▶ **Set problem**: Send back the entries below exactly as they appear.

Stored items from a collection
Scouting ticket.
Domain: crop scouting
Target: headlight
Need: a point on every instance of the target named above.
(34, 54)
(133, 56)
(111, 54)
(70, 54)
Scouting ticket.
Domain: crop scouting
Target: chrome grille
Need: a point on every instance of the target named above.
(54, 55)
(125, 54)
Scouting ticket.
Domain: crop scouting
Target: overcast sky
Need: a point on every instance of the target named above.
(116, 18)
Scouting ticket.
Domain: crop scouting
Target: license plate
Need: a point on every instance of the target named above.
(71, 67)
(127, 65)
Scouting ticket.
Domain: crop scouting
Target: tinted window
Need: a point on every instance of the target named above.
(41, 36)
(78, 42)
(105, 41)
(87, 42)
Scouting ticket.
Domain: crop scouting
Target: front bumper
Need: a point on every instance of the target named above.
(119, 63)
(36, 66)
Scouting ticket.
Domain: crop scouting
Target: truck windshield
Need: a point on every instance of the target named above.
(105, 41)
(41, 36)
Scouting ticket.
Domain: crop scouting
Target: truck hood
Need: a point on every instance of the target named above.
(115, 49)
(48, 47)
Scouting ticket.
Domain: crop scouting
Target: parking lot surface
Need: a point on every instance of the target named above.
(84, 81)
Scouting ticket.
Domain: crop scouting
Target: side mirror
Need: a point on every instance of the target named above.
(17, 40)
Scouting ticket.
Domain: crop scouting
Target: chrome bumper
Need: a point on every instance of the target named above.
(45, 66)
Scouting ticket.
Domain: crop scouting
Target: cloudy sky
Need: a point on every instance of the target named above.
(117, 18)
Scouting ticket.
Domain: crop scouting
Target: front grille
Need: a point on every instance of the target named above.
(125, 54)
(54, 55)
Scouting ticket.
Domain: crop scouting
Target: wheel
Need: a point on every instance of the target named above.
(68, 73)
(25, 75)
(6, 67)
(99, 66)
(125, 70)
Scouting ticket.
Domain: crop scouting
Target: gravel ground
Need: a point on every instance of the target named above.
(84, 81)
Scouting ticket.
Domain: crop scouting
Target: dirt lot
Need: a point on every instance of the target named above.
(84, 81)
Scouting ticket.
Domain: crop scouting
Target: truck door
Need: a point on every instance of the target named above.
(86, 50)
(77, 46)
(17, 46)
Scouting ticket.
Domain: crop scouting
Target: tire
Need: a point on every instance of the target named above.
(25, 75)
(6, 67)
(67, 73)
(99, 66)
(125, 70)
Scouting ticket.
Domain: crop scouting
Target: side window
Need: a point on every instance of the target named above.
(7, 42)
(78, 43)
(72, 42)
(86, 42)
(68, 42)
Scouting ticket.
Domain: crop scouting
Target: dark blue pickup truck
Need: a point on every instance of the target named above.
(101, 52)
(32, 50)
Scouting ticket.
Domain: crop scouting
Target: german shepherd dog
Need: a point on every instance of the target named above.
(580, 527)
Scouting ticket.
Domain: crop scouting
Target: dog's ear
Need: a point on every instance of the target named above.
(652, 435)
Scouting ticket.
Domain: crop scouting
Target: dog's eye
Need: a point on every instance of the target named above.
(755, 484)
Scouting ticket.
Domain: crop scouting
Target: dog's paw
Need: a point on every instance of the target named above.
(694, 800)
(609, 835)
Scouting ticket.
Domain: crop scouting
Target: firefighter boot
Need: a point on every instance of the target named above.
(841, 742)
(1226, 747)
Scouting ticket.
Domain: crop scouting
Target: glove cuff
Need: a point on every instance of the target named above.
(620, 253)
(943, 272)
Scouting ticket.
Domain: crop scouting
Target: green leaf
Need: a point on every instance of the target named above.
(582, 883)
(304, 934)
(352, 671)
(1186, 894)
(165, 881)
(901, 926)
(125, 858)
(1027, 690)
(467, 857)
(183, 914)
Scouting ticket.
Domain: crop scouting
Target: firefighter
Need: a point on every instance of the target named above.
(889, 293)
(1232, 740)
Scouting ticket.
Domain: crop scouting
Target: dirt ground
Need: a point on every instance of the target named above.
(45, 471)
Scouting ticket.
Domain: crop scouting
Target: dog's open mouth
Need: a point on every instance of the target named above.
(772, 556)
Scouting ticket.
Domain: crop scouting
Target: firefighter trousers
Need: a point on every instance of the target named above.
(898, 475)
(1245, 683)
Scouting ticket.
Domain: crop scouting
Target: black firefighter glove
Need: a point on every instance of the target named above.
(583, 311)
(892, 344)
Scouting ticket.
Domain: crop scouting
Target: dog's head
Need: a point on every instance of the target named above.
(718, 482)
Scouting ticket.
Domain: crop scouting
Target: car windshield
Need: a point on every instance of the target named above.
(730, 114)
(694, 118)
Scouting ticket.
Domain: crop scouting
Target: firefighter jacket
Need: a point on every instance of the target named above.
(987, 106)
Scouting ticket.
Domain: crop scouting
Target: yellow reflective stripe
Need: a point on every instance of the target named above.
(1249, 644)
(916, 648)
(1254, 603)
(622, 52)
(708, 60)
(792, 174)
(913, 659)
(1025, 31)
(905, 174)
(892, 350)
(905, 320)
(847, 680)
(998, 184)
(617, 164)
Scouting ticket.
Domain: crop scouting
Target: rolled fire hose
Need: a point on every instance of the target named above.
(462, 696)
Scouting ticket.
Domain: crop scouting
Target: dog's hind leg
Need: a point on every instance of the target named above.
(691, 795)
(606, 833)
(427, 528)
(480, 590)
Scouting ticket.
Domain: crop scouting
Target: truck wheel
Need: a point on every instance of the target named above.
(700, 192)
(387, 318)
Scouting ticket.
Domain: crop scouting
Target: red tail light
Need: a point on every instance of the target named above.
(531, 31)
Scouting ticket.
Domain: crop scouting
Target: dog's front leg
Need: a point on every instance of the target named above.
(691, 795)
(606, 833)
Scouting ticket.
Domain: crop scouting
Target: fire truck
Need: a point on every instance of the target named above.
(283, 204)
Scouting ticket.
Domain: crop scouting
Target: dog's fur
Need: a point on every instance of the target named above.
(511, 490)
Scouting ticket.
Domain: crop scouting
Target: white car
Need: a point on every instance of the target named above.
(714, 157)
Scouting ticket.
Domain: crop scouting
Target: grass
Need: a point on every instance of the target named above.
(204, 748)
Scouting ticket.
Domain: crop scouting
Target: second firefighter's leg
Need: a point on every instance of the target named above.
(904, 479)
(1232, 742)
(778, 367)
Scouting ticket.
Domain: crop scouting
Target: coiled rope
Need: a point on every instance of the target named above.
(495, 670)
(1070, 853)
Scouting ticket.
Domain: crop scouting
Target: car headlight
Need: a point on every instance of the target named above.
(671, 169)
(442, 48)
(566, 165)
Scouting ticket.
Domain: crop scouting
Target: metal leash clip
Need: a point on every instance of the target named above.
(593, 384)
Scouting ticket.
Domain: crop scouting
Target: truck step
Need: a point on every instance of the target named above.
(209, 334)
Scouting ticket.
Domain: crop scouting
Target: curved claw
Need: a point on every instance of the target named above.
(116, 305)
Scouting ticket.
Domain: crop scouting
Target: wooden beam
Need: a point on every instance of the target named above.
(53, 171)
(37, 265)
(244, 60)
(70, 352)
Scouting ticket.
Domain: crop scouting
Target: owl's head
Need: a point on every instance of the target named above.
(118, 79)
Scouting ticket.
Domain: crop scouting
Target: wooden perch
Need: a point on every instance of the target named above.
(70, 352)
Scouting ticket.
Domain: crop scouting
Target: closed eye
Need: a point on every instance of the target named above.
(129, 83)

▶ **Written solution**:
Scouting ticket.
Domain: crop scouting
Target: headlight
Need: a point on every instance of the target named above.
(34, 54)
(133, 56)
(111, 54)
(70, 54)
Scouting ticket.
Domain: crop scouting
Target: chrome grille
Need: a point on every instance of the target named above.
(54, 55)
(125, 54)
Scouting ticket.
Domain: crop scouting
Target: overcast sky
Need: a point on every instance of the target named above.
(116, 18)
Scouting ticket.
Domain: crop scouting
Target: license plate
Need: a point on every instance of the target named above.
(71, 67)
(127, 65)
Scouting ticket.
Domain: crop scouting
Target: tinted window
Need: a point on every instance of the target named above.
(41, 36)
(78, 42)
(105, 41)
(87, 42)
Scouting ticket.
Domain: crop scouting
Target: front bumper
Need: a point on every instance of the target named above.
(119, 63)
(36, 66)
Scouting ticket.
Domain: crop scouting
Target: truck windshield
Need: a point on every instance of the target named above.
(105, 41)
(41, 36)
Scouting ticket.
Domain: crop scouting
Target: truck hood
Need: a point on every instance of the target named above.
(115, 49)
(48, 47)
Scouting ticket.
Domain: crop scouting
Target: parking lot surface
Need: a point on every instance of the target named above.
(84, 81)
Scouting ticket.
Domain: crop scouting
Target: side mirror
Need: a point on every instance of the target named above.
(17, 40)
Scouting ticket.
Domain: crop scouting
Target: chrome bumper
Need: a point on every instance of the target named above.
(45, 66)
Scouting ticket.
Domain: crop scouting
Target: cloudy sky
Need: a point on every instance of the target named above.
(117, 18)
Scouting ticket.
Domain: crop scouting
Target: front grille
Need: a point on every instance of the target named above.
(125, 54)
(54, 55)
Scouting ticket.
Domain: crop scouting
Target: wheel
Need: a point on every instance of the target named above.
(68, 73)
(25, 75)
(6, 67)
(99, 66)
(125, 70)
Scouting ticket.
Domain: crop scouting
Target: gravel ground
Need: a point on every instance of the target named above.
(84, 81)
Scouting ticket.
Domain: crop scouting
Target: dirt lot
Need: a point on every instance of the target named above.
(84, 81)
Scouting ticket.
Domain: crop scouting
Target: truck door
Need: a point on every instance of the target named above.
(86, 50)
(77, 46)
(17, 46)
Scouting ticket.
Domain: crop scouting
Target: tire
Need: a point on every instance of the target named above.
(25, 75)
(6, 67)
(67, 73)
(99, 66)
(125, 70)
Scouting ticket.
Domain: crop scouting
Target: side window
Need: a point on every instance of the target named above.
(7, 42)
(78, 43)
(72, 42)
(86, 42)
(68, 42)
Scouting ticket.
Domain: crop scouting
Target: dark blue pickup truck
Need: a point on every instance of the target named above.
(101, 52)
(32, 50)
Scouting ticket.
Domain: crop scouting
Target: german shepherd dog
Need: a point on every instance of the target named above.
(580, 527)
Scouting ticket.
Domain: crop scouting
Target: dog's ear
Need: a point on every instance of the target named above.
(652, 435)
Scouting ticket.
Domain: crop scouting
Target: dog's eye
Need: a point on every instance of the target named above.
(755, 484)
Scouting ticket.
Domain: crop scouting
Target: dog's paw
Need: a point on every instance of the target named above.
(694, 800)
(609, 835)
Scouting ticket.
Domain: crop scouting
Target: firefighter boot
Need: a point on every instance of the target named above.
(841, 742)
(1226, 747)
Scouting ticket.
Domain: crop scouting
Target: glove cuff
Need: a point on every instance of the target named above.
(620, 253)
(943, 272)
Scouting ticket.
Domain: crop scouting
Target: green leaf
Need: a point on every instance of the target named above.
(582, 883)
(304, 934)
(352, 671)
(1186, 894)
(165, 881)
(901, 926)
(125, 858)
(1027, 690)
(467, 857)
(183, 914)
Scouting ticket.
Domain: crop scouting
Target: firefighter
Need: a point on every instance of the target named above.
(889, 293)
(1232, 740)
Scouting ticket.
Domain: crop scouting
Target: dirt ground
Need: a point on every instance of the target named above.
(45, 471)
Scouting ticket.
Domain: crop scouting
Target: dog's open mouth
Need: a point on every instance of the target named above.
(772, 556)
Scouting ticket.
Domain: crop scouting
Target: firefighter trousers
Need: a point on every instance of the target named above.
(898, 475)
(1245, 683)
Scouting ticket.
Domain: crop scouting
Target: black firefighter glove
Need: a point on every instance of the target named above.
(583, 311)
(892, 344)
Scouting ticket.
Domain: crop scouting
Target: dog's head
Need: a point on every instance of the target named above.
(718, 482)
Scouting ticket.
Domain: crop scouting
Target: car windshield
Need: a point on every instance of the target named above.
(730, 114)
(694, 118)
Scouting ticket.
Domain: crop scouting
Target: firefighter jacket
Need: a point on every instance of the target named above.
(987, 106)
Scouting ticket.
Domain: crop scouting
Target: yellow reflective stripe
Need: a point on every instance of the target named above.
(1249, 644)
(916, 648)
(1254, 603)
(622, 52)
(708, 60)
(792, 174)
(913, 659)
(1025, 31)
(905, 174)
(892, 350)
(905, 320)
(847, 680)
(998, 184)
(617, 164)
Scouting ticket.
Domain: crop scouting
Target: rolled fire hose
Need: a point on every instance of the target named above.
(462, 696)
Scouting ticket.
Domain: crop scouting
Target: dog's hind leg
Need: a point on every instance of the target named above.
(691, 795)
(606, 833)
(427, 528)
(480, 590)
Scouting ticket.
Domain: crop scouting
Target: truck wheel
Need: a point on every instance of the target named above.
(700, 192)
(387, 318)
Scouting ticket.
Domain: crop scouting
Target: red tail light
Need: a point on every instance of the target named above.
(531, 31)
Scouting ticket.
Domain: crop scouting
Target: dog's front leg
Need: a point on every instance of the target named above.
(691, 795)
(606, 833)
Scouting ticket.
Domain: crop scouting
Target: fire truck
Need: a point on every instance of the target named above.
(283, 204)
Scouting ticket.
Domain: crop scouting
Target: dog's fur
Need: a point on every instance of the target named above.
(511, 490)
Scouting ticket.
Domain: crop scouting
Target: white car
Need: a point on every instance of the target named above.
(714, 157)
Scouting ticket.
Domain: crop scouting
Target: grass
Need: a point on every instance of the target named above.
(204, 748)
Scouting ticket.
Domain: crop scouting
Target: second firefighter's leg
Need: a point on every instance of the target named above.
(904, 479)
(1232, 742)
(778, 367)
Scouting ticket.
Domain: crop scouting
Target: coiled rope
Need: a point on every instance of the target named above.
(495, 670)
(1070, 853)
Scouting ticket.
Domain: crop scouting
Target: car headlight
Need: a point on every instance of the target named above.
(671, 169)
(442, 48)
(566, 165)
Scouting ticket.
Domain: crop scouting
Target: metal leash clip
Need: a point on every instance of the target named above.
(593, 384)
Scouting ticket.
Domain: crop scouting
Target: truck step
Need: a point on every instance of the target named above.
(209, 334)
Scouting ticket.
Domain: crop scouting
Target: curved claw
Need: a point on every instance of the target named above.
(116, 305)
Scouting ticket.
Domain: crop scouting
Target: wooden beam
Need: a point on every instance of the target named above.
(53, 171)
(37, 265)
(244, 60)
(70, 352)
Scouting ticket.
Domain: crop scouting
Target: owl's head
Need: a point on every instance of the target named above.
(118, 79)
Scouting ticket.
Domain: crop scouting
Target: wooden perch
Need: a point on every instance of the target named above.
(70, 352)
Scouting ticket.
Domain: crop scouting
Target: closed eye
Need: a point on every instance of the target named above.
(129, 83)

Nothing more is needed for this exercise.